START DATASET RECORDS
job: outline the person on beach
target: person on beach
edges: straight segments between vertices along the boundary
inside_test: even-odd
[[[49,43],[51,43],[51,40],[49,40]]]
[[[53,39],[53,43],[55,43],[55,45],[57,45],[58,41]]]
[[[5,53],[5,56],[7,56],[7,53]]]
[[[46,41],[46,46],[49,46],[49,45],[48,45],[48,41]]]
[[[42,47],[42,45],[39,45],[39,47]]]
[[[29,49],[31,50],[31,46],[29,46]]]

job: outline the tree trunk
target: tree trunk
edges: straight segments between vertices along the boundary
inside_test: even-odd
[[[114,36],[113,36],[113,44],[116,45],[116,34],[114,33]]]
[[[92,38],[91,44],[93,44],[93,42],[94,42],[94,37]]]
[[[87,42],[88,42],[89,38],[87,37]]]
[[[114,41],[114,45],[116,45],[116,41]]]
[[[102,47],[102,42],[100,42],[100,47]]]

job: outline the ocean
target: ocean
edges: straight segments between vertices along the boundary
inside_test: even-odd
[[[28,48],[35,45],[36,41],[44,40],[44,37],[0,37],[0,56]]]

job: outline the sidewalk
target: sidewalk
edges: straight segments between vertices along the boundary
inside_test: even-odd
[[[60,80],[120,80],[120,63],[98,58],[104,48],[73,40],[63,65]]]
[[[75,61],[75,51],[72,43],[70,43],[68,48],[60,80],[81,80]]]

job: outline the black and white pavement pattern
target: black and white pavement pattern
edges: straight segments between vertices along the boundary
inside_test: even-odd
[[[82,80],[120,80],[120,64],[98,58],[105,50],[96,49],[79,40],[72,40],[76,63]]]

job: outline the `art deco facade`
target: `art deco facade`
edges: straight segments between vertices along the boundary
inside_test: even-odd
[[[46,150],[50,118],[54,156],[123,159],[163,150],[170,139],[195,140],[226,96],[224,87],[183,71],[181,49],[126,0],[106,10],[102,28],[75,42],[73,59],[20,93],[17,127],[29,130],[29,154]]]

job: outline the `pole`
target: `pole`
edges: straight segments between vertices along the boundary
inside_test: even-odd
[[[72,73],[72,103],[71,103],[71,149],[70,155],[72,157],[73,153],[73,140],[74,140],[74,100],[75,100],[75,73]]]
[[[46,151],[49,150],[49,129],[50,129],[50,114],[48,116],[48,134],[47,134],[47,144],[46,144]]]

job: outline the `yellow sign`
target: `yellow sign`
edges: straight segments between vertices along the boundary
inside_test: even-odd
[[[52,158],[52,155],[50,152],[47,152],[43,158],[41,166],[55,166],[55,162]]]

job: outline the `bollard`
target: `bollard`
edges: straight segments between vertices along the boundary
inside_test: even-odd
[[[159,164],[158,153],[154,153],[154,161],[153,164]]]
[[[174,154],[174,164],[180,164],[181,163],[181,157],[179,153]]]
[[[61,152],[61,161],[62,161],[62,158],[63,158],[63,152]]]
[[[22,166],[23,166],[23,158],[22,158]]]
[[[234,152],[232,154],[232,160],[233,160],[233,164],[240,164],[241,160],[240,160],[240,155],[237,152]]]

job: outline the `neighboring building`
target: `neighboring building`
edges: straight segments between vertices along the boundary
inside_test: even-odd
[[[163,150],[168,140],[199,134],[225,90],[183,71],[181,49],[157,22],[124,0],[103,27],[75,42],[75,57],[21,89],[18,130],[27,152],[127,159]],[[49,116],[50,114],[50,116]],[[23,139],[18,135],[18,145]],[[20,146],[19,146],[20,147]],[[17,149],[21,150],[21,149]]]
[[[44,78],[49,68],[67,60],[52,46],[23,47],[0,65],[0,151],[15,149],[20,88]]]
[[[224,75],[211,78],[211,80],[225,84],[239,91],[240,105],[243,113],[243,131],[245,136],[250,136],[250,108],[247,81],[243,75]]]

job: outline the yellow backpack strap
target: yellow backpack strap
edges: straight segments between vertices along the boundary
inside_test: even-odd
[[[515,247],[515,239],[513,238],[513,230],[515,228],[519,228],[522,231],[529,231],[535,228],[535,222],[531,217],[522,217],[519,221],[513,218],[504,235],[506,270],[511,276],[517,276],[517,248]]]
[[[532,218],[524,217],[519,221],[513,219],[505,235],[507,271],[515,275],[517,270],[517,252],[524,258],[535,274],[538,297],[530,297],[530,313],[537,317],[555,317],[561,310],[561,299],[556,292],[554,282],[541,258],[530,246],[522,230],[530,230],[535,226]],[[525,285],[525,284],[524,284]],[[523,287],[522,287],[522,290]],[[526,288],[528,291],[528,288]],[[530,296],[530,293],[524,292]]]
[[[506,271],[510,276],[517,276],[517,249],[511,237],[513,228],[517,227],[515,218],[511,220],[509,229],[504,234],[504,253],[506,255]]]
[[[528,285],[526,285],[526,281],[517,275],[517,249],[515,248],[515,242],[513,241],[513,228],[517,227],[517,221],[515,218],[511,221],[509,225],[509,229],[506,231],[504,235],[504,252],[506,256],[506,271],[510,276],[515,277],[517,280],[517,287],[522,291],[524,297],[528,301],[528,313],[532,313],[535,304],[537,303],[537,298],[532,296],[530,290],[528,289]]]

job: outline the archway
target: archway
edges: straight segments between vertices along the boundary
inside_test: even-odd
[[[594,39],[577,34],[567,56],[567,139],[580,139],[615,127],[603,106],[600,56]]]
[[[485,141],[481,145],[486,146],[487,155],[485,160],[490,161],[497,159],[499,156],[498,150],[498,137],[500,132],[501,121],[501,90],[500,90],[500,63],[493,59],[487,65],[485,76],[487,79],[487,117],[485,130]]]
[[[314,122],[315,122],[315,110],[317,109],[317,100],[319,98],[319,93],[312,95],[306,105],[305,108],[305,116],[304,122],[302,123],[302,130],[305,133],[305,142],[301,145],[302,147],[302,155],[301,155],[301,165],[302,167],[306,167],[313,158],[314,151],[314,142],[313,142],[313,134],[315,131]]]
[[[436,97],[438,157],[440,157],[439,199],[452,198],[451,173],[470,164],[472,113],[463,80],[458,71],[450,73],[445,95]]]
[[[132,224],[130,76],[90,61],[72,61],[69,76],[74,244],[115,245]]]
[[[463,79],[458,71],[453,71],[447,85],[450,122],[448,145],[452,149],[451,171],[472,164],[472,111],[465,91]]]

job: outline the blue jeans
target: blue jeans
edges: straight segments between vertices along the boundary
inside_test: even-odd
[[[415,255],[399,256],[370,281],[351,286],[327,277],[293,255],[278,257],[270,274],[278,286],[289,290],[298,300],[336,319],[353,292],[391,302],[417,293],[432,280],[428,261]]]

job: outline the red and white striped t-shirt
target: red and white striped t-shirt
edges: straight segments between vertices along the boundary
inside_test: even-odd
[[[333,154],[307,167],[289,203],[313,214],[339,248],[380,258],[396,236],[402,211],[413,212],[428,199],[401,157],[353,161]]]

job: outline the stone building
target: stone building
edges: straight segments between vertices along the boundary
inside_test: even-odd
END DATASET RECORDS
ASSIGNMENT:
Starting at the first line and ending at the last, retype the entries above.

WRITTEN SOLUTION:
job: outline the person on beach
target: person on beach
edges: straight segments between vertices along the boundary
inside_test: even-odd
[[[49,43],[51,43],[51,40],[49,40]]]
[[[53,39],[53,43],[55,43],[55,45],[57,45],[58,41]]]
[[[5,53],[5,56],[7,56],[7,53]]]
[[[46,41],[46,46],[49,46],[49,45],[48,45],[48,41]]]
[[[42,47],[42,45],[39,45],[39,47]]]
[[[29,49],[31,50],[31,46],[29,46]]]

job: outline the tree trunk
target: tree trunk
edges: straight segments between vertices along the boundary
inside_test: even-odd
[[[114,36],[113,36],[113,44],[116,45],[116,34],[114,33]]]
[[[92,38],[91,44],[93,44],[93,42],[94,42],[94,37]]]
[[[87,42],[88,42],[89,38],[87,37]]]
[[[114,41],[114,45],[116,45],[116,41]]]
[[[102,47],[102,42],[100,42],[100,47]]]

job: outline the ocean
target: ocean
edges: straight segments between vertices along the boundary
inside_test: even-odd
[[[28,48],[35,45],[36,41],[44,40],[44,37],[0,37],[0,56]]]

job: outline the sidewalk
target: sidewalk
edges: straight segments between vertices along the boundary
inside_test: even-odd
[[[60,80],[120,80],[120,63],[98,58],[104,48],[73,40],[63,65]]]
[[[75,61],[75,51],[72,43],[70,43],[68,48],[60,80],[81,80]]]

job: outline the black and white pavement pattern
target: black and white pavement pattern
edges: straight segments between vertices along the boundary
inside_test: even-odd
[[[82,80],[120,80],[120,64],[98,58],[105,50],[96,49],[79,40],[72,40],[76,63]]]

job: outline the `art deco facade`
target: `art deco facade`
edges: straight segments between vertices along the boundary
inside_test: even-odd
[[[46,150],[50,118],[54,156],[123,159],[163,150],[170,139],[195,140],[226,96],[224,87],[183,71],[181,49],[126,0],[106,10],[102,28],[75,42],[73,59],[20,93],[17,127],[29,130],[29,154]]]

job: outline the `pole`
target: `pole`
edges: straight segments between vertices along the boundary
inside_test: even-odd
[[[72,73],[72,103],[71,103],[71,149],[70,155],[72,157],[73,153],[73,140],[74,140],[74,100],[75,100],[75,73]]]
[[[46,151],[49,150],[49,129],[50,129],[50,114],[48,116],[48,134],[47,134],[47,144],[46,144]]]

job: outline the `yellow sign`
target: `yellow sign`
edges: straight segments between vertices along the boundary
inside_test: even-odd
[[[52,158],[52,155],[50,152],[47,152],[43,158],[41,166],[55,166],[55,162]]]

job: outline the `bollard`
target: `bollard`
edges: straight segments between vertices along the boundary
inside_test: even-odd
[[[159,164],[158,153],[154,153],[154,161],[153,164]]]
[[[174,154],[174,164],[180,164],[181,163],[181,157],[179,153]]]
[[[61,152],[61,161],[62,161],[62,158],[63,158],[63,152]]]
[[[22,166],[23,166],[23,158],[22,158]]]
[[[234,152],[232,154],[232,160],[233,160],[233,164],[240,164],[241,160],[240,160],[240,155],[237,152]]]

job: outline the `neighboring building`
target: `neighboring building`
edges: straight segments between vertices along the boundary
inside_test: even-odd
[[[163,150],[168,140],[199,134],[225,90],[183,71],[181,49],[157,22],[124,0],[103,27],[75,42],[75,57],[21,89],[18,130],[27,152],[127,159]],[[49,116],[50,114],[50,116]],[[23,139],[18,135],[18,145]],[[20,146],[19,146],[20,147]],[[17,149],[21,150],[21,149]]]
[[[44,78],[49,68],[67,60],[52,46],[23,47],[0,65],[0,151],[15,149],[20,88]]]
[[[224,75],[211,78],[211,80],[225,84],[239,91],[240,105],[243,113],[243,131],[245,136],[250,136],[250,108],[247,81],[243,75]]]

job: outline the yellow backpack strap
target: yellow backpack strap
edges: straight segments between vertices along the boundary
inside_test: even-odd
[[[515,247],[515,239],[513,238],[513,230],[515,228],[519,228],[522,231],[529,231],[535,228],[535,222],[531,217],[522,217],[519,221],[513,218],[504,235],[506,270],[511,276],[517,276],[517,248]]]
[[[532,218],[524,217],[519,221],[513,219],[505,235],[507,271],[515,275],[517,270],[517,252],[524,258],[535,274],[538,297],[530,297],[530,313],[537,317],[555,317],[561,310],[561,299],[556,292],[554,282],[541,258],[530,246],[522,230],[530,230],[535,226]],[[525,285],[525,284],[524,284]],[[523,287],[522,287],[522,290]],[[526,288],[528,291],[528,288]],[[530,296],[530,293],[524,292]]]
[[[506,271],[510,276],[517,276],[517,249],[511,237],[513,228],[517,227],[515,218],[511,220],[509,229],[504,234],[504,253],[506,255]]]
[[[528,285],[526,285],[526,281],[517,275],[517,249],[515,248],[515,242],[513,241],[513,228],[517,227],[517,221],[515,218],[511,221],[509,225],[509,229],[506,231],[504,235],[504,252],[506,256],[506,271],[510,276],[515,277],[517,280],[517,287],[522,291],[524,297],[528,301],[528,313],[532,313],[535,304],[537,303],[537,298],[532,296],[530,290],[528,289]]]

job: outline the archway
target: archway
edges: straight segments between vertices along the boundary
inside_test: even-odd
[[[594,39],[577,34],[567,56],[567,139],[580,139],[615,127],[603,106],[600,56]]]
[[[485,141],[481,145],[486,146],[487,155],[485,160],[490,161],[497,159],[499,156],[498,150],[498,137],[500,132],[501,121],[501,90],[500,90],[500,63],[493,59],[487,65],[485,76],[487,79],[487,117],[485,130]]]
[[[314,122],[315,122],[315,110],[317,109],[317,100],[319,98],[319,93],[312,95],[306,105],[305,108],[305,116],[304,122],[302,123],[302,130],[305,133],[305,142],[301,145],[302,147],[302,155],[301,155],[301,165],[302,167],[306,167],[313,158],[314,151],[314,142],[313,142],[313,134],[315,131]]]
[[[436,97],[438,157],[440,157],[439,199],[452,198],[451,173],[470,164],[472,113],[463,80],[458,71],[450,73],[445,95]]]
[[[132,224],[130,76],[90,61],[72,61],[69,76],[74,244],[115,245]]]
[[[463,79],[458,71],[453,71],[447,85],[450,122],[448,145],[452,149],[451,171],[472,164],[472,111],[465,91]]]

job: outline the blue jeans
target: blue jeans
edges: straight segments between vertices along the boundary
inside_test: even-odd
[[[415,255],[399,256],[370,281],[351,286],[327,277],[293,255],[278,257],[270,274],[278,286],[289,290],[298,300],[336,319],[353,292],[391,302],[417,293],[432,280],[428,261]]]

job: outline the red and white striped t-shirt
target: red and white striped t-shirt
edges: straight segments between vertices along the boundary
inside_test: even-odd
[[[333,154],[307,167],[289,203],[313,214],[339,248],[380,258],[396,236],[402,211],[413,212],[428,199],[401,157],[353,161]]]

job: outline the stone building
target: stone building
edges: straight segments between vertices along the boundary
inside_test: even-odd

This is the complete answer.